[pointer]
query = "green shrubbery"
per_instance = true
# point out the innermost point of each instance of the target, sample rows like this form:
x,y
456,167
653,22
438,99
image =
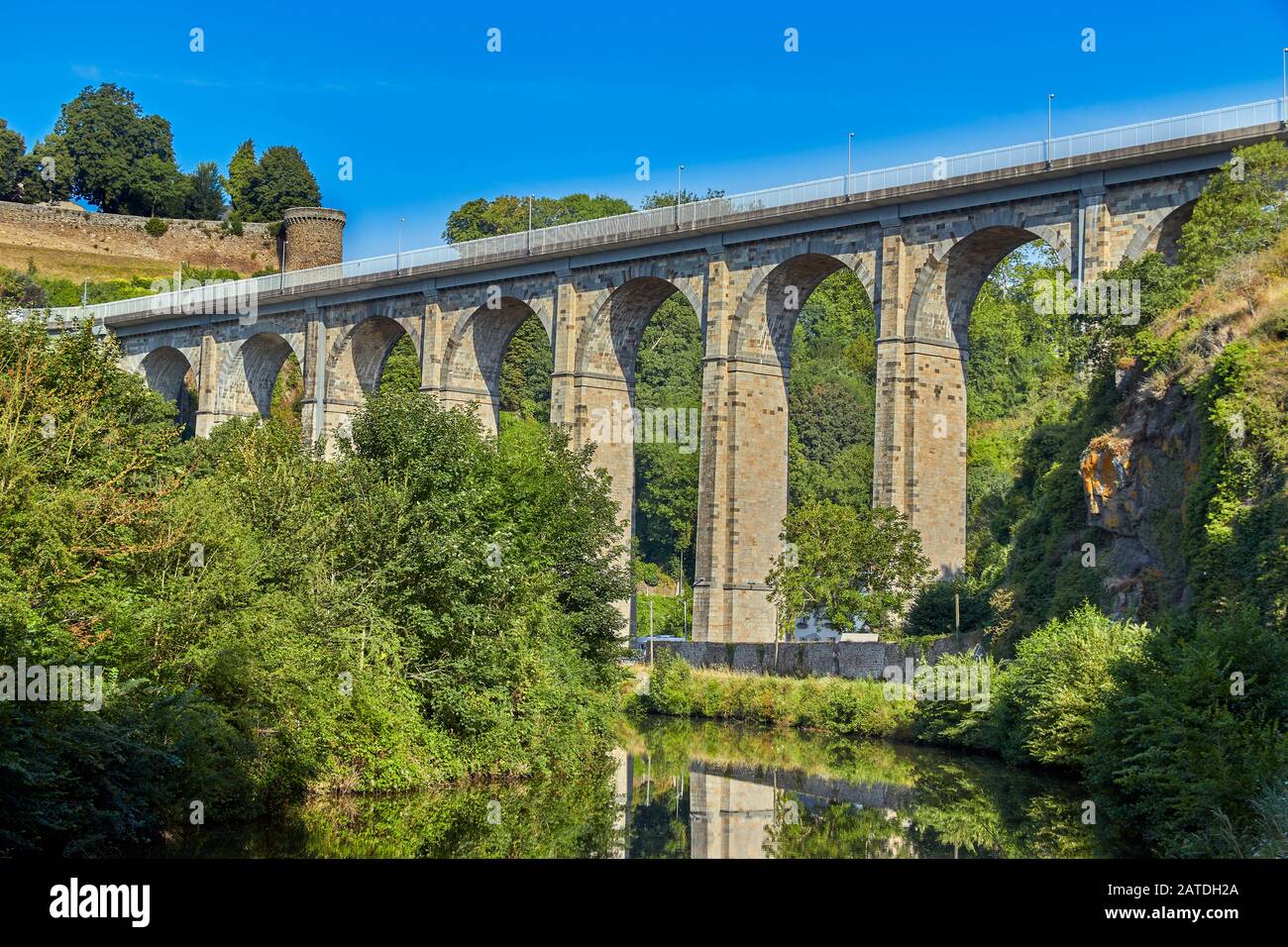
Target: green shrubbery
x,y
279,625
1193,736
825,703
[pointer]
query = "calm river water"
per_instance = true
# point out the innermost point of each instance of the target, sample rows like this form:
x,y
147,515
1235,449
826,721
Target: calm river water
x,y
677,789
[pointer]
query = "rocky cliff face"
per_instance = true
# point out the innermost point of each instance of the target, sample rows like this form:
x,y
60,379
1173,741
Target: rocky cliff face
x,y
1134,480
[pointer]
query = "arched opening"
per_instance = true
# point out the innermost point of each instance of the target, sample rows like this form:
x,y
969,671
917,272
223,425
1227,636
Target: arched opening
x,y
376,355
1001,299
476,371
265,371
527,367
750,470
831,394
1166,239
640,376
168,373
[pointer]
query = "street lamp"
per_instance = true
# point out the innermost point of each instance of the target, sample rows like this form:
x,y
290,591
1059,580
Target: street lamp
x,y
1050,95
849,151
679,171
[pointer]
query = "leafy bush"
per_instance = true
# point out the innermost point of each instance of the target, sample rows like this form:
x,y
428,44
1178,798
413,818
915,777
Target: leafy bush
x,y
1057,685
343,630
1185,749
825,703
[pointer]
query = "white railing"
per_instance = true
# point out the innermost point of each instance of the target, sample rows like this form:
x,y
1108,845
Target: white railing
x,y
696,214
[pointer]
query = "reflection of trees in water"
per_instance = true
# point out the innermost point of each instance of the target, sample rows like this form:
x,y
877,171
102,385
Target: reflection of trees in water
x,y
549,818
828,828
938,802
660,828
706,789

-------

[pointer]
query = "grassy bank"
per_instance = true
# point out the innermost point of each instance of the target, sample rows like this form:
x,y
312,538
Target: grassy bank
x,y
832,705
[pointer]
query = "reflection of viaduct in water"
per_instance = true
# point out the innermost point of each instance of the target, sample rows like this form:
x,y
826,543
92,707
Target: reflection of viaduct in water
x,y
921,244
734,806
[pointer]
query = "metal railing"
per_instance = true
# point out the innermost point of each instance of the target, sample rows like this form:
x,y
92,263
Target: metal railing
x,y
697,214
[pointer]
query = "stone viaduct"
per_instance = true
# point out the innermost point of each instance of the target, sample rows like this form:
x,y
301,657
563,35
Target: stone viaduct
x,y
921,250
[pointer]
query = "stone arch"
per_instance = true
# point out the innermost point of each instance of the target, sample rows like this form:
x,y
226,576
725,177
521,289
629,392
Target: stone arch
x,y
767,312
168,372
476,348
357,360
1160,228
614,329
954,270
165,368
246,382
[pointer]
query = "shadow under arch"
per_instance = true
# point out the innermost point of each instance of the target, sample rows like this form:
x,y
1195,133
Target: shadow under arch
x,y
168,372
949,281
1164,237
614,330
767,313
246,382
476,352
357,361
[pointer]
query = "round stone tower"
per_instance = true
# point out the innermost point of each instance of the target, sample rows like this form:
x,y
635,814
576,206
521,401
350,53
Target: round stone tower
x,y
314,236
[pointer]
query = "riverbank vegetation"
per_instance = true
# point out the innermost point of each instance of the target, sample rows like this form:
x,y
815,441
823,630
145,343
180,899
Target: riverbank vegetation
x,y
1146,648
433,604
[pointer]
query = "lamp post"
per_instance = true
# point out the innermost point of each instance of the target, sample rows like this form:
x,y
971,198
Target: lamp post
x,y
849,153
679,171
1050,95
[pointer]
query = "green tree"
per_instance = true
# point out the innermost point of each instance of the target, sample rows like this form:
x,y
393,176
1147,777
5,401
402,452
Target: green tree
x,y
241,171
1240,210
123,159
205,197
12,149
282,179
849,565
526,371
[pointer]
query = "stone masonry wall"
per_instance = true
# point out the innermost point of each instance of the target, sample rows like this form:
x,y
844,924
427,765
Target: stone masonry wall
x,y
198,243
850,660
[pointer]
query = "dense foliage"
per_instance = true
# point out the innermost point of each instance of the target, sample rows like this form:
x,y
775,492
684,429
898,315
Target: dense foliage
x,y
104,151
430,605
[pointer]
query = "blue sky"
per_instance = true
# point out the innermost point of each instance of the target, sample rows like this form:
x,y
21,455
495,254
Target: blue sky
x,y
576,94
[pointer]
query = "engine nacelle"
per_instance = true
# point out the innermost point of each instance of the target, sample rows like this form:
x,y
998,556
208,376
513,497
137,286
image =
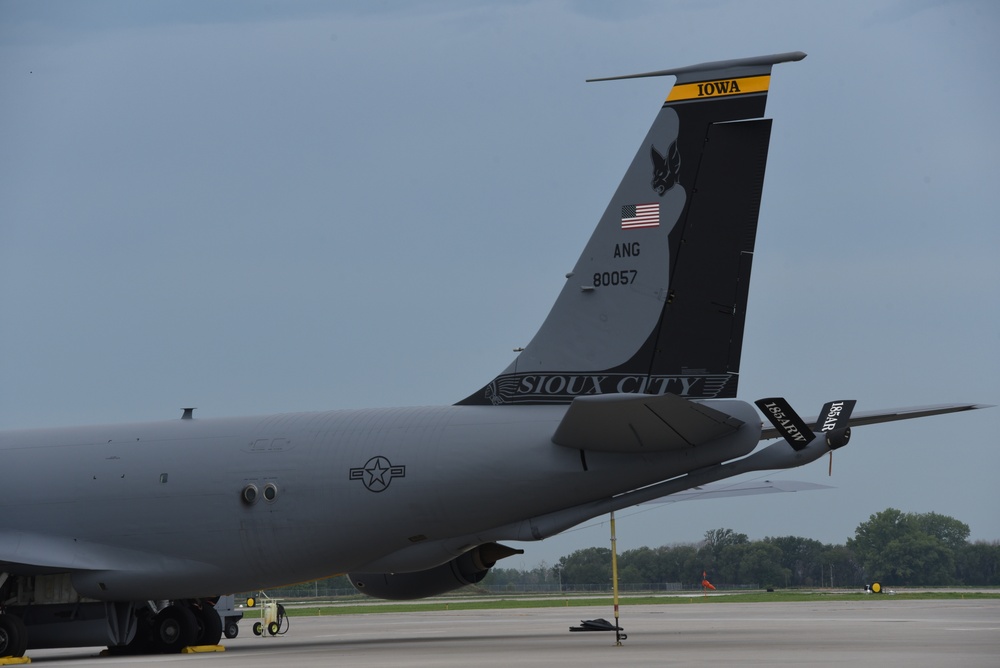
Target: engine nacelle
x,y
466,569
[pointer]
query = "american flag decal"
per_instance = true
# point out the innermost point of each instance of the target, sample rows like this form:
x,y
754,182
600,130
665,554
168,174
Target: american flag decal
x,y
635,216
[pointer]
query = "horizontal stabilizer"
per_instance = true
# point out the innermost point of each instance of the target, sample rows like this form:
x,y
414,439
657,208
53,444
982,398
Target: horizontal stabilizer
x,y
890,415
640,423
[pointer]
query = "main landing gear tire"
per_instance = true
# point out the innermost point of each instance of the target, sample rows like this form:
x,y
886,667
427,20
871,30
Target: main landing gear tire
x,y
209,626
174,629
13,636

-------

* **Given task**
Count how many lines in the entries above contain the string "shrubbery". Reply with that number only.

* **Response to the task**
2